→ **ABOUT THIS EXERCISE**
Retype exactly the lines from the one with "An agriculture drone captured the photo above. Locate any person" down to the final line of the material below, both included, and nothing more.

── PROVIDED DATA ──

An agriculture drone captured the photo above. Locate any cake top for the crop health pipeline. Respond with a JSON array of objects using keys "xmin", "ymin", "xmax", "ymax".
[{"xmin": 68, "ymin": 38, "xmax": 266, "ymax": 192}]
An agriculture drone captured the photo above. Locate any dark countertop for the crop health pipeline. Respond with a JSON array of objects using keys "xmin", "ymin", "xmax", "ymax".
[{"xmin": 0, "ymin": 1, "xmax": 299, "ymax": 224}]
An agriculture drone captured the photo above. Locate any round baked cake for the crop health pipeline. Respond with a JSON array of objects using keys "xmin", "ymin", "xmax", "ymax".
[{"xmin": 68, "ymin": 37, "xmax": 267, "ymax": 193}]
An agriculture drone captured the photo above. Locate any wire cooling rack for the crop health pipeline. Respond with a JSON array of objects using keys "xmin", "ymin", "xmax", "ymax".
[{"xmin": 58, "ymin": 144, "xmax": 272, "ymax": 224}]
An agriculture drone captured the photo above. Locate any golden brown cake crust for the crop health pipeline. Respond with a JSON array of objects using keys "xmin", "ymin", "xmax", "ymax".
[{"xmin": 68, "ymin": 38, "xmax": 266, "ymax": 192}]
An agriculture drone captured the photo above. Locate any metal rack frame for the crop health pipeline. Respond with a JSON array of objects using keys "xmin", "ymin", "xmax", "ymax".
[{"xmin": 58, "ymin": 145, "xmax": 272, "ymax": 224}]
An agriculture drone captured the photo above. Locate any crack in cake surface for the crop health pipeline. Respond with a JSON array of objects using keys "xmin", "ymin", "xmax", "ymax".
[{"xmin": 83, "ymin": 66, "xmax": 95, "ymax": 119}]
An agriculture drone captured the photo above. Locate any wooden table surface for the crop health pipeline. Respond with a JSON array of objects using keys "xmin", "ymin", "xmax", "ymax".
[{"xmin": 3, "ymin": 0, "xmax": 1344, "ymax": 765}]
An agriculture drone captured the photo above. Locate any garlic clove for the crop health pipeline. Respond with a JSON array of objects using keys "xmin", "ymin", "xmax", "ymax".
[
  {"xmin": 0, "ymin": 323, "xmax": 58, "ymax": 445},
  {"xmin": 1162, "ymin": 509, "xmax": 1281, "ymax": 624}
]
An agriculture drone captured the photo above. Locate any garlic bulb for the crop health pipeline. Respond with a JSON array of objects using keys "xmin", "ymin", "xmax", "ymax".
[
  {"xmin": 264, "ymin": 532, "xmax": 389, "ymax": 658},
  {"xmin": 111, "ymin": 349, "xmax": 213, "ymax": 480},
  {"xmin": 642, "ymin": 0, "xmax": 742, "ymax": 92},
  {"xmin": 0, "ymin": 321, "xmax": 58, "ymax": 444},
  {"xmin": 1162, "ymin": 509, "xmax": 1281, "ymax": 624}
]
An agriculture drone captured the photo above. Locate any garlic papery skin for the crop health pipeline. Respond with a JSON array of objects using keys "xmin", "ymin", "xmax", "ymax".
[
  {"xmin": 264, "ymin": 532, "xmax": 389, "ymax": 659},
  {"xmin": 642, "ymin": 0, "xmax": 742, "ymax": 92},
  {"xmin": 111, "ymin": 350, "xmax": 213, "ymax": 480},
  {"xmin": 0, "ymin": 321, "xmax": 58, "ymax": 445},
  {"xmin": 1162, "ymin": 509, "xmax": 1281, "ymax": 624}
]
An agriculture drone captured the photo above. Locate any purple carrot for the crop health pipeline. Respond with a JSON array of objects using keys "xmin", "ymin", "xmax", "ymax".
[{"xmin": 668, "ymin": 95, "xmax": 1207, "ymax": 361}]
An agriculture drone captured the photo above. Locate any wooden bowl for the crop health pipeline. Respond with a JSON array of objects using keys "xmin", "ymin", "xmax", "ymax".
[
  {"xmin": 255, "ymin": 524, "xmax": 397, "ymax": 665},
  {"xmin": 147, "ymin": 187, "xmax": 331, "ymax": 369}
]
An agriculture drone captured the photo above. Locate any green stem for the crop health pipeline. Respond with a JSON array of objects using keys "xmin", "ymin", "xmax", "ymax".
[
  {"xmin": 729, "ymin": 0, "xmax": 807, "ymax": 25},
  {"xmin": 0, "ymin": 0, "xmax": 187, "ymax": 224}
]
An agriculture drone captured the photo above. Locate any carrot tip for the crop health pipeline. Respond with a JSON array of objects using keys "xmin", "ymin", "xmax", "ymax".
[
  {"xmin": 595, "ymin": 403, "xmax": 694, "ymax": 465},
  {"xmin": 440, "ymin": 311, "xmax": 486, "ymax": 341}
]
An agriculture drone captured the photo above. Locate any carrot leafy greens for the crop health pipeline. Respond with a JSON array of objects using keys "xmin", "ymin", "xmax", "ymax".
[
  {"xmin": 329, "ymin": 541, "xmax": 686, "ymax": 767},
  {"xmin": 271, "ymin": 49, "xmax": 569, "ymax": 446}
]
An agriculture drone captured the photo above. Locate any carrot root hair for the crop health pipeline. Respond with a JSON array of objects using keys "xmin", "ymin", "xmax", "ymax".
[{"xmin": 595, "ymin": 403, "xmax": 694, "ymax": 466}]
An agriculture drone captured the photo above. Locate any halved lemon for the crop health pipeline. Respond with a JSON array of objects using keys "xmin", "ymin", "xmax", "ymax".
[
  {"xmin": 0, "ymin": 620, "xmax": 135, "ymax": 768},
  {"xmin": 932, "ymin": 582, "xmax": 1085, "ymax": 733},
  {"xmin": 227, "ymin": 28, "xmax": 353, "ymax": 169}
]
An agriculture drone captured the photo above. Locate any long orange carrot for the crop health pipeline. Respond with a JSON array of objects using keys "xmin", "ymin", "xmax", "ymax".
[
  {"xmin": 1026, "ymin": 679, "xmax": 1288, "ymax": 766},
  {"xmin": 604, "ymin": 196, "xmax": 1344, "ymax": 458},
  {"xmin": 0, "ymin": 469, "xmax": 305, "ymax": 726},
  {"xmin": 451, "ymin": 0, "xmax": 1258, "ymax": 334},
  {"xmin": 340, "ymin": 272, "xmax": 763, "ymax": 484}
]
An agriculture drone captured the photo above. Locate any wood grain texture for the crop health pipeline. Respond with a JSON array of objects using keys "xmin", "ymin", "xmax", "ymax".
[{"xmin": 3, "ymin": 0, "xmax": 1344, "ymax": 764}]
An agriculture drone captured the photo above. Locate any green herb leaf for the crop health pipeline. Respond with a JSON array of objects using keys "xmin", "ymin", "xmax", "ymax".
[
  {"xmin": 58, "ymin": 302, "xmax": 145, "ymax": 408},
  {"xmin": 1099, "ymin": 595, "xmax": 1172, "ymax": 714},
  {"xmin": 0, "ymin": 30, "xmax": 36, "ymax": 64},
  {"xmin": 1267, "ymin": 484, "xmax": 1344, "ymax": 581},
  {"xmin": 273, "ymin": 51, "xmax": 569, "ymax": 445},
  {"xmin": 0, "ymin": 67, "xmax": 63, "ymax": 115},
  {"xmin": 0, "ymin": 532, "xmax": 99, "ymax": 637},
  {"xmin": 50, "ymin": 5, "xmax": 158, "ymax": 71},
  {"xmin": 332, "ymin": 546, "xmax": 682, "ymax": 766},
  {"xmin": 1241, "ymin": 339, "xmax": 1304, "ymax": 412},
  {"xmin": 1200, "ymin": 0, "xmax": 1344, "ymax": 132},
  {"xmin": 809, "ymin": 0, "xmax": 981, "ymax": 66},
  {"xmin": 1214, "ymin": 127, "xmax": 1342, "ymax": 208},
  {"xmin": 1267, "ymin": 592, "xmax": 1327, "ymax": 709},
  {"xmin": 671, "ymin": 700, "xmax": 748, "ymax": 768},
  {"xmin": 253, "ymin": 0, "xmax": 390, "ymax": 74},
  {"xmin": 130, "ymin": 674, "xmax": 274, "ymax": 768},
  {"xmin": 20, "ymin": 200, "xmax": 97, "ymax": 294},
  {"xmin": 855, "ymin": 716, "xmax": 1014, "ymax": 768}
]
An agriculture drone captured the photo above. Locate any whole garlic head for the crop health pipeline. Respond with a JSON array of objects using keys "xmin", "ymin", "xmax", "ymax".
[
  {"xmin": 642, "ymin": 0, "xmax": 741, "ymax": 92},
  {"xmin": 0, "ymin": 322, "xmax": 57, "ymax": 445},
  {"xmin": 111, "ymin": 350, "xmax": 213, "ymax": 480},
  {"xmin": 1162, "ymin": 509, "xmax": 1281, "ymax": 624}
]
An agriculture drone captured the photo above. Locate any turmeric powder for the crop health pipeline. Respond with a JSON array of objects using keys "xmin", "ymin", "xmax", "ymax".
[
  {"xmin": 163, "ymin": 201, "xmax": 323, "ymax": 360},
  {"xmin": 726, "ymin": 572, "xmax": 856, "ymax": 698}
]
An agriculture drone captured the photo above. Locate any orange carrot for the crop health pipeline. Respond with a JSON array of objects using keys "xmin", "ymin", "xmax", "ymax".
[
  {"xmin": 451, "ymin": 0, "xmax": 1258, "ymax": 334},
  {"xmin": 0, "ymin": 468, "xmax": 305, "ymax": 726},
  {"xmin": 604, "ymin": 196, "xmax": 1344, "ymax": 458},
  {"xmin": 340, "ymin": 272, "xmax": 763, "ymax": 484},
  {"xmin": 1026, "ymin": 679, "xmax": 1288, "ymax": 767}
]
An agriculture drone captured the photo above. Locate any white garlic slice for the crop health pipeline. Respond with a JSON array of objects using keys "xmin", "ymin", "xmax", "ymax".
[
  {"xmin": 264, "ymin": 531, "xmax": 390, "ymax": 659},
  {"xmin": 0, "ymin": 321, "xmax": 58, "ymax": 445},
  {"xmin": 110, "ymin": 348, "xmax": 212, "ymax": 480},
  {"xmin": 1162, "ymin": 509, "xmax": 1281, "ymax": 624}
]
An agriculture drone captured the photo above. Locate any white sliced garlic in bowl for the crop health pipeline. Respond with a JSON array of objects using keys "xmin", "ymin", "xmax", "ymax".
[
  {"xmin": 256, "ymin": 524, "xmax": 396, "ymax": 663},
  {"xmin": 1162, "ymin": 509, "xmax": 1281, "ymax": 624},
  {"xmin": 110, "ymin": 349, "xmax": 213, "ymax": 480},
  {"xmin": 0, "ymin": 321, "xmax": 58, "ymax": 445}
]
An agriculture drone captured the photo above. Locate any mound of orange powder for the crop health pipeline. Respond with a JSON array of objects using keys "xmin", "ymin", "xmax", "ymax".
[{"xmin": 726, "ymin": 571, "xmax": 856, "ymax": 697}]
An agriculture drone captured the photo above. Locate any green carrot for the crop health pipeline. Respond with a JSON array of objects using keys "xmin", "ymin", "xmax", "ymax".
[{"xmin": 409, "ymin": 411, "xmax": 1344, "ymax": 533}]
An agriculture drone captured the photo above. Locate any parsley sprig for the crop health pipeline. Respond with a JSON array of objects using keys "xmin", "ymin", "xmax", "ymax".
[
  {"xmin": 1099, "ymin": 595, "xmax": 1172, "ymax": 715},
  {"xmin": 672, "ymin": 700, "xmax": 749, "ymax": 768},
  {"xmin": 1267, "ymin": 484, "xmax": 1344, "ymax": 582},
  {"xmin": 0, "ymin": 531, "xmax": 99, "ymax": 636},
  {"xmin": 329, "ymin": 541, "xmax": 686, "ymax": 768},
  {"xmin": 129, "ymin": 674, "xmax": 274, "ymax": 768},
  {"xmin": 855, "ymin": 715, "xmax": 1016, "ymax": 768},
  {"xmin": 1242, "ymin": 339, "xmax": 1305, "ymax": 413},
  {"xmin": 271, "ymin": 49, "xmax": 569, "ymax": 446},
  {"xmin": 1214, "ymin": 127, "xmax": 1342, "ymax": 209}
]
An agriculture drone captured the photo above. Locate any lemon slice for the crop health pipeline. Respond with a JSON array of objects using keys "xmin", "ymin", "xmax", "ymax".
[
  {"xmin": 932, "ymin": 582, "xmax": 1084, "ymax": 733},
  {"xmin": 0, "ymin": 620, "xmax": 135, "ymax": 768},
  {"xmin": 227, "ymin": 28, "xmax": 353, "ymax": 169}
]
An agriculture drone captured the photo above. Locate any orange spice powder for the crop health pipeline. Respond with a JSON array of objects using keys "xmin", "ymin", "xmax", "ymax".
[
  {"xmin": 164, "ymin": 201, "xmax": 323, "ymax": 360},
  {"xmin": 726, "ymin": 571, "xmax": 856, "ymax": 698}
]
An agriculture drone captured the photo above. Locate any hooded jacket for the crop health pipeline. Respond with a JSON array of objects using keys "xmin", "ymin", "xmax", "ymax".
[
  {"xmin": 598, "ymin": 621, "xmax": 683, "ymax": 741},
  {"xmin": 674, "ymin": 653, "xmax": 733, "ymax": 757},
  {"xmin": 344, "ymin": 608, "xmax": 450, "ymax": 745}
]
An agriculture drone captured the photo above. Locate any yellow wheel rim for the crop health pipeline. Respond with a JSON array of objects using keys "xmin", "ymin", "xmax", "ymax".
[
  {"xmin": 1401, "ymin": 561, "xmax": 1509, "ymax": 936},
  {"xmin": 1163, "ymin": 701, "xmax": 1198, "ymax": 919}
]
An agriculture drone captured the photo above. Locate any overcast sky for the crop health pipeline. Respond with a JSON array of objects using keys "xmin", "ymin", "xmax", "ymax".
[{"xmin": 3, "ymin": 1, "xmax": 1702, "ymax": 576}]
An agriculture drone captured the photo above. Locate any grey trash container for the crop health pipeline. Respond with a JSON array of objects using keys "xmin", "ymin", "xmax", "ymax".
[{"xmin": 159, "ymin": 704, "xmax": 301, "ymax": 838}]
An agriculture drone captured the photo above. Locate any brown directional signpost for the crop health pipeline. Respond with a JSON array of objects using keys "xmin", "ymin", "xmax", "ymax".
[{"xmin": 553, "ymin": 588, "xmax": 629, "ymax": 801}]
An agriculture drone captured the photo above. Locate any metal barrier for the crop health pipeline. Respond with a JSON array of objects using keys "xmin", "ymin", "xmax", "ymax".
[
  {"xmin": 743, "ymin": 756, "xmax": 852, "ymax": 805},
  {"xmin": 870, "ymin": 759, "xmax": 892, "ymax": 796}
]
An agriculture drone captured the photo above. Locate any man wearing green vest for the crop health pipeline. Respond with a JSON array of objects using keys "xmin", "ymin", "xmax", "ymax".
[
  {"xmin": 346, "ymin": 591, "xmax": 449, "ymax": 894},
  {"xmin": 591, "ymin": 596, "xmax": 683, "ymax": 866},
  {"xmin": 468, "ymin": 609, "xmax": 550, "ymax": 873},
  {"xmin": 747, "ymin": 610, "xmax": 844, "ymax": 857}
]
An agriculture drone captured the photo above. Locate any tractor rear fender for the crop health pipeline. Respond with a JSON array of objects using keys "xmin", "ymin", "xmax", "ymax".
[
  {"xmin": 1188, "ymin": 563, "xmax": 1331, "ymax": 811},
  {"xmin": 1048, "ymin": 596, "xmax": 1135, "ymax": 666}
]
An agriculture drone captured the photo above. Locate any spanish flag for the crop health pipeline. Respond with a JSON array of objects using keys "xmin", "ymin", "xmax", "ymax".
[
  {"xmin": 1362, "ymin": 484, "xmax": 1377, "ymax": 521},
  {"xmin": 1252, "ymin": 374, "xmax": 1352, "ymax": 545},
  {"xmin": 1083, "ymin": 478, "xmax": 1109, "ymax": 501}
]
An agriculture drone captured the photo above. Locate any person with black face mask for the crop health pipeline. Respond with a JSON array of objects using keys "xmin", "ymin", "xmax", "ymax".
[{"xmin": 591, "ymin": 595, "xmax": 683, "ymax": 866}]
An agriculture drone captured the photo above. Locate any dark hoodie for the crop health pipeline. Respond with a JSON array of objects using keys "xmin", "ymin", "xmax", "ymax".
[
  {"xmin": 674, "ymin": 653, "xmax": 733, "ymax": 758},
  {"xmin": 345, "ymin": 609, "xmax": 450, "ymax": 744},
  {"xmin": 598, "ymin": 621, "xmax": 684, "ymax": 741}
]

───

→ **EXERCISE RESULT**
An agriculture drone captured the photo above. Locate any person with black face mask for the crop health pipeline. Respond with a JSON array of objects using keys "xmin", "ymin", "xmax", "ymax".
[{"xmin": 591, "ymin": 595, "xmax": 683, "ymax": 866}]
An agriculture drone captured the photo above. Locate any dark hoodie for the crop health pipeline. Respond with a JSON array of objects using keys "xmin", "ymin", "xmax", "ymax".
[
  {"xmin": 674, "ymin": 653, "xmax": 733, "ymax": 758},
  {"xmin": 345, "ymin": 609, "xmax": 450, "ymax": 744},
  {"xmin": 598, "ymin": 621, "xmax": 684, "ymax": 741}
]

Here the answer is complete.